Cruellest Case in a Catalogue of Cruelty
01 June 2006 - Birnberg Peirce
Detainee OO: - The Cruellest Case in a Catalogue of Cruelty
Statement from Birnberg Peirce Solicitors, 1 June 2006
(There is at present a Contempt of Court Order by SIAC prohibiting the publication of the name. Instead he has been given the initials "OO" by SIAC).
The decision by the then Home Secretary last August to lock people up and deport them to countries which actively practiced torture was a shocking one. All of the men arrested on August 11th last year had already been accepted by the Home Office as being so at risk in their respective countries of origin that they could not be deported; i.e. they were acknowledged as being in grave danger.
The Home Office's sudden decision was that they could be deported, and that all the UK had to do to avoid being in breach of its binding obligations under the Refugee Convention was to get the country of origin to sign an agreement that they would not torture those particular individuals. Thus the United Kingdom broke ranks with the International Human Rights Community who view such memoranda as giving the green light to those countries that continue to practice torture as the norm in their society. Furthermore, such memoranda are universally acknowledged as "not to be worth the paper that they are written on".
However the most shocking and the most baffling decision to deport an acknowledged refugee came on 26th January 2006, when a wheelchair-bound stroke victim, a respected and law abiding imam, (who had never been questioned by the police in this country where he had lived since 1991 entirely lawfully with his family (all British citizens), was suddenly arrested. This arrest came as the cruellest shock of all to the informed community however accustomed that community had become to injustice and cruelty. In the most simple of humanitarian terms, even the police who arrived at Detainee OO's house to arrest him on the orders of the Home Secretary were shocked; they had not been warned to expect a man unable to walk, confined to a wheelchair, paralysed down one side, suffering from diabetes and possible kidney failure. His general practitioner and the doctor who had treated his strokes immediately signalled their extreme concern; an application for bail was initiated the day after his arrest; but SIAC in return gave the Home Office the latitude of extended time to respond to the urgent medical reports filed within 24 hours on behalf of Detainee OO.

▶ _RECORDED DATA_
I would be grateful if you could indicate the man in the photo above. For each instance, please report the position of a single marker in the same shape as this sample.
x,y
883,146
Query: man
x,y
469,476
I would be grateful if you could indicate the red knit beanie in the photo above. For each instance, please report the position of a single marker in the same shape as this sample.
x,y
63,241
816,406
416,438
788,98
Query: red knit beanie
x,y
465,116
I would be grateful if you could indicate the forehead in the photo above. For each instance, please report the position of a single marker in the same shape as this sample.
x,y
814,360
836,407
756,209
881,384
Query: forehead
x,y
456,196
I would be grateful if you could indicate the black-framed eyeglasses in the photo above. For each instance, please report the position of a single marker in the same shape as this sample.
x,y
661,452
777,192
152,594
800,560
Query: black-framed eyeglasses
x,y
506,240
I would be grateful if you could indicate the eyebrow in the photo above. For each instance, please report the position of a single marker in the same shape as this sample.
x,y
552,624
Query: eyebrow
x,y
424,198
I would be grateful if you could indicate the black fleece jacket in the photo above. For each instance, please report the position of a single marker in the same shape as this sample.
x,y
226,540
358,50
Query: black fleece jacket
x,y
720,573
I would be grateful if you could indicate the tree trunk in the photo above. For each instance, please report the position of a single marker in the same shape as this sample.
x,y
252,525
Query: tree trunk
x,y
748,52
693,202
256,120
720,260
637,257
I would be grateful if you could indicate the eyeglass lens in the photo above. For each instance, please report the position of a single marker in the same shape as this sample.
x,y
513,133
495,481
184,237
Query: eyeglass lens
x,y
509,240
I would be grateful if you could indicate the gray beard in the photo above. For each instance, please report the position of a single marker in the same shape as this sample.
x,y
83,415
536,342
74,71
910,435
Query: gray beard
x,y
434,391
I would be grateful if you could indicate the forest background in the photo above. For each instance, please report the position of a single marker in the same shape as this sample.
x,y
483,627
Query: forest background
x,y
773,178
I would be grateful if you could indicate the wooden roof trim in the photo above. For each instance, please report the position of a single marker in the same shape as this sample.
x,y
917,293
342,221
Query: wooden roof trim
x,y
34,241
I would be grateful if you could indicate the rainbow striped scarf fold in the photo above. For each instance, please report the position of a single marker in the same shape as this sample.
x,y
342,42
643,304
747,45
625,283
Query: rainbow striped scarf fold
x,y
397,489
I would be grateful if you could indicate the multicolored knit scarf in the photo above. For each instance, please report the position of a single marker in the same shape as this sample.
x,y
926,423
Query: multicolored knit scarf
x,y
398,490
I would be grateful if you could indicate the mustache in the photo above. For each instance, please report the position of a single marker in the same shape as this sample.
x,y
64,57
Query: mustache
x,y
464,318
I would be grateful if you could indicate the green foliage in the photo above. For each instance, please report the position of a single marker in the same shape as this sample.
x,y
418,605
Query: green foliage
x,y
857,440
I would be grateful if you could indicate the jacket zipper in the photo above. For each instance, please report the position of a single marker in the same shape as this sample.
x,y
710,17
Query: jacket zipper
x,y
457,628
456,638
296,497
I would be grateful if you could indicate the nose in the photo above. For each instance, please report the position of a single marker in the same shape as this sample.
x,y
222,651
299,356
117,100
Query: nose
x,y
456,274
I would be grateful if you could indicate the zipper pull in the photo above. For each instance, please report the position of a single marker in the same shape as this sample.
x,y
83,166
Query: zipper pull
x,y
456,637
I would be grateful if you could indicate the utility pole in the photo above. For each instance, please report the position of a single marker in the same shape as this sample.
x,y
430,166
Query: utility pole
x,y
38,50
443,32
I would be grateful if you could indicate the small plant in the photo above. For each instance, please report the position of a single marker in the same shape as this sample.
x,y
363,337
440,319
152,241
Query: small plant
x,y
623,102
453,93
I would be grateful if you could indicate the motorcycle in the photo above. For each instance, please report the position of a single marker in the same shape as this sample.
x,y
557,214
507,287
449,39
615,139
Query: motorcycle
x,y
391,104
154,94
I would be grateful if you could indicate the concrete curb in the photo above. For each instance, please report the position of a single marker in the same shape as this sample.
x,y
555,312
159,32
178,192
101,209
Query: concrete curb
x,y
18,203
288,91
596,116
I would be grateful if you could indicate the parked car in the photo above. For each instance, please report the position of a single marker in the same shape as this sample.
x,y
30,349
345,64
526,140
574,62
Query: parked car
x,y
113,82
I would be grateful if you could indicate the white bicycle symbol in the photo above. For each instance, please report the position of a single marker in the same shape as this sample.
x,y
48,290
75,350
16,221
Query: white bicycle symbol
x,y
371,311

▶ _BRIEF 1_
According to the Detainee OO statement, since what year had the imam lived in the country?
▶ _BRIEF 2_
Please carry on the Detainee OO statement from its last sentence.
The data comes from a separate source.

▶ _TASK ANSWER 1_
Since 1991.

▶ _TASK ANSWER 2_
Meanwhile the Home Office served its "evidence" as to why Detainee OO was a risk to national security and why he should not be granted bail. Their objections revealed nothing concrete with which Detainee OO could even grapple. It was simply stated "he is assessed to be a member of an Islamist extremist group which has been linked to extremist activity in the UK and overseas" and it was suggested that there was a significant risk that he, an immobilised invalid could abscond even if allowed home under conditions which amounted to complete house arrest. The Home Office used SIAC's secret hearing procedure to make good its case. No one knows what is said there. SIAC refused Detainee OO bail despite compelling medical evidence.
He had to be taken almost immediately from prison to hospital with bleeding to the brain. A second bail application was immediately initiated.
It was again refused. Even Detainee OO's own attempts to monitor his food within Belmarsh prison (in order to intake the few foods he knew that his system could absorb, he being a trained medic himself) met with the suggestion that his condition was his fault because he was "not cooperating" with Belmarsh. He was refused bail a second time.
On Thursday night he was rushed again from Belmarsh to hospital, suffering again from bleeding from his brain.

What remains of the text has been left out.